- [TASK STATEMENT] Rewrite the items running from the line containing "Pin the wet" through the end of the items, replacing "bench" with "park bench" and keeping everything else the same.

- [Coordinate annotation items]
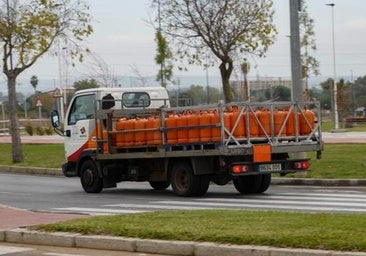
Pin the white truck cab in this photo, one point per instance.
(80, 125)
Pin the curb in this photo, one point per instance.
(75, 240)
(275, 181)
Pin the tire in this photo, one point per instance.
(266, 181)
(248, 184)
(89, 178)
(184, 182)
(159, 185)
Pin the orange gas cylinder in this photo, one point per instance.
(140, 134)
(120, 137)
(227, 122)
(306, 123)
(171, 125)
(290, 125)
(105, 144)
(205, 132)
(129, 139)
(279, 121)
(193, 130)
(215, 131)
(239, 121)
(153, 137)
(253, 125)
(264, 117)
(182, 132)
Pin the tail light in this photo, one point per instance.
(236, 169)
(301, 165)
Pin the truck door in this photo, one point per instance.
(79, 125)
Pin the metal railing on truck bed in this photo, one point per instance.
(212, 129)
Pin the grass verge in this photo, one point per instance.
(343, 232)
(37, 155)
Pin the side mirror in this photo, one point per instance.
(55, 119)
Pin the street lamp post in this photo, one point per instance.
(335, 93)
(3, 115)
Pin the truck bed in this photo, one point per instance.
(208, 130)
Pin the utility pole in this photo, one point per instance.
(296, 92)
(335, 91)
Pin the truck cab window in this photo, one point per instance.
(82, 108)
(136, 100)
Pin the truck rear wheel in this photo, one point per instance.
(266, 181)
(183, 180)
(248, 184)
(89, 178)
(159, 185)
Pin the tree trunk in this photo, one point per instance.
(17, 151)
(225, 78)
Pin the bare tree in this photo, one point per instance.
(28, 29)
(310, 65)
(227, 29)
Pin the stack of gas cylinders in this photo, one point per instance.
(204, 126)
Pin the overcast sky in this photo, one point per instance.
(125, 41)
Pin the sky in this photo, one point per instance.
(124, 40)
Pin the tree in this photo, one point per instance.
(282, 93)
(225, 29)
(28, 29)
(85, 84)
(163, 58)
(310, 65)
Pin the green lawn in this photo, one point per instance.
(269, 228)
(38, 155)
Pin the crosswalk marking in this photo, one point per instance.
(330, 202)
(96, 211)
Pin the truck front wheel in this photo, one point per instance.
(89, 178)
(183, 180)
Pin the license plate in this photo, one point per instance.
(269, 167)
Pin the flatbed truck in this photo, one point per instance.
(132, 134)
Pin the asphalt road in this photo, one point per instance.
(60, 194)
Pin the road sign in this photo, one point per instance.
(39, 103)
(57, 93)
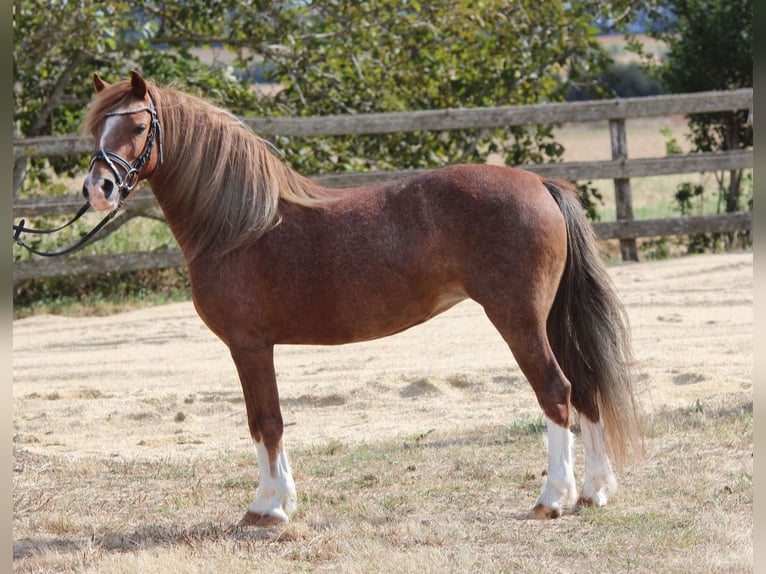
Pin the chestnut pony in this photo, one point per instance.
(274, 258)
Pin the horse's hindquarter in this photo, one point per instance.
(384, 258)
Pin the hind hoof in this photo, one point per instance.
(261, 520)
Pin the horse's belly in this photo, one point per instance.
(366, 320)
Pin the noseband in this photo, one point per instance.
(127, 181)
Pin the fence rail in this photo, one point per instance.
(620, 168)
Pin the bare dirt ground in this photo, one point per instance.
(157, 383)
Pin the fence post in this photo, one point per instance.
(622, 194)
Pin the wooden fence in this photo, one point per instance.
(620, 168)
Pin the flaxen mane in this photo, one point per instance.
(233, 184)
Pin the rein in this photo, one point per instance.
(125, 184)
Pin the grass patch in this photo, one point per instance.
(454, 501)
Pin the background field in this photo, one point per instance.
(131, 449)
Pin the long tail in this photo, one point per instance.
(590, 335)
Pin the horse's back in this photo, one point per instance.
(383, 258)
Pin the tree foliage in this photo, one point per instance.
(710, 47)
(331, 57)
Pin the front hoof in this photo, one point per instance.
(262, 520)
(541, 511)
(585, 502)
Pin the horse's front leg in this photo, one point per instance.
(275, 499)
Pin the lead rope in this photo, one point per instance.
(125, 186)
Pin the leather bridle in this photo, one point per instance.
(125, 183)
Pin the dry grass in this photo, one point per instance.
(451, 502)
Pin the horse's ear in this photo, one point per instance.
(138, 84)
(98, 83)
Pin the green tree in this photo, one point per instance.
(338, 56)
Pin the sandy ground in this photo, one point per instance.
(157, 383)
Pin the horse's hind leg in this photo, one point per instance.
(275, 498)
(599, 478)
(525, 333)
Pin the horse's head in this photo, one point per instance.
(128, 141)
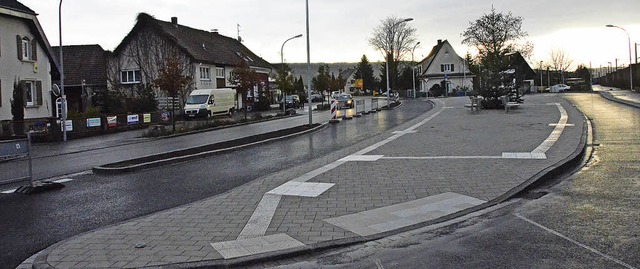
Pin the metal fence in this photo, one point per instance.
(15, 160)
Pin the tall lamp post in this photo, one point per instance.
(63, 105)
(413, 70)
(284, 94)
(541, 83)
(308, 64)
(393, 35)
(630, 57)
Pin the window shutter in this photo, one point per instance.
(23, 87)
(19, 43)
(39, 93)
(34, 49)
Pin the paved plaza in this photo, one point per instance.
(448, 162)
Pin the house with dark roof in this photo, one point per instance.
(206, 57)
(85, 74)
(25, 59)
(444, 64)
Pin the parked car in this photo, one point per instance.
(558, 88)
(316, 97)
(292, 101)
(345, 100)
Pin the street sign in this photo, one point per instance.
(14, 148)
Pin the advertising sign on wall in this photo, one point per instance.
(112, 121)
(132, 119)
(93, 122)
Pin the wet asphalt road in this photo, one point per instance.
(590, 219)
(31, 223)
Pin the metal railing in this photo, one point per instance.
(15, 160)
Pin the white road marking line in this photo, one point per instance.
(575, 242)
(555, 134)
(263, 214)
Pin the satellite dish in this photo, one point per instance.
(55, 89)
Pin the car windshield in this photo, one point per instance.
(197, 99)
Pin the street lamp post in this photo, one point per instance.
(284, 94)
(541, 83)
(630, 57)
(393, 35)
(413, 70)
(308, 65)
(63, 105)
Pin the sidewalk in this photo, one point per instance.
(617, 95)
(446, 163)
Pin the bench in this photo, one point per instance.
(507, 104)
(475, 103)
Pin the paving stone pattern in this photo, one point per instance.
(185, 234)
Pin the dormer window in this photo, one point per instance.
(446, 68)
(27, 49)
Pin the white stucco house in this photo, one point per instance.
(25, 56)
(444, 64)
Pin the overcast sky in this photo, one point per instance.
(339, 30)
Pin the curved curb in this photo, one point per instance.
(610, 97)
(156, 160)
(567, 164)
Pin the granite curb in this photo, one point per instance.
(562, 166)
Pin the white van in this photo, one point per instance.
(209, 102)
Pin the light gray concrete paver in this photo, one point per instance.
(357, 184)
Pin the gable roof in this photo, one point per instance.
(19, 11)
(432, 55)
(16, 6)
(202, 46)
(88, 62)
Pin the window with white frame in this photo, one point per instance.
(130, 76)
(446, 68)
(219, 72)
(30, 94)
(205, 73)
(26, 48)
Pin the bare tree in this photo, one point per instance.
(560, 61)
(496, 35)
(394, 39)
(171, 81)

- [SOLVED EXERCISE]
Pin the wet asphalt road in this photo, one point per instance.
(590, 219)
(31, 223)
Pin the metal railing in this photo, one point per instance.
(15, 160)
Pin the white road marking line in this photo, one point per instance.
(575, 242)
(555, 134)
(263, 214)
Pin the satellite dish in this photo, one point per instance.
(55, 89)
Pin the car windshield in this photo, one point per instance.
(197, 99)
Pin the street lamp post in this photo, one point per instance.
(284, 94)
(541, 83)
(630, 57)
(393, 35)
(413, 70)
(308, 65)
(63, 105)
Pin the sidewalk in this photo, one point per instance.
(617, 95)
(446, 163)
Pin the park bench in this photo, one point per instance.
(507, 104)
(475, 103)
Pin the paving stone pattern in this photo, one point per instance.
(185, 234)
Pin the dormer window in this photo, one point per instance.
(446, 68)
(27, 49)
Pin the white stucco house in this photo, one point per instance.
(25, 56)
(444, 64)
Pin the overcast sky in this photo, one point per instance.
(339, 30)
Pin the curved curb in this photo, one point per instance.
(610, 97)
(156, 160)
(567, 164)
Pin the granite curb in this photo, one point per instance.
(562, 166)
Pin the white van in this photo, one point per instance.
(209, 102)
Pin the light gray concrete paver in this photo, one point per instance.
(357, 184)
Pin the gable roof in this photo, one point per instance.
(19, 11)
(432, 55)
(16, 6)
(202, 46)
(88, 62)
Pin the window with white frame in this photo, one point per instance.
(130, 76)
(446, 68)
(219, 72)
(30, 94)
(205, 73)
(26, 48)
Pin the bare tree in this photo, one point per instance.
(560, 61)
(496, 35)
(394, 39)
(171, 81)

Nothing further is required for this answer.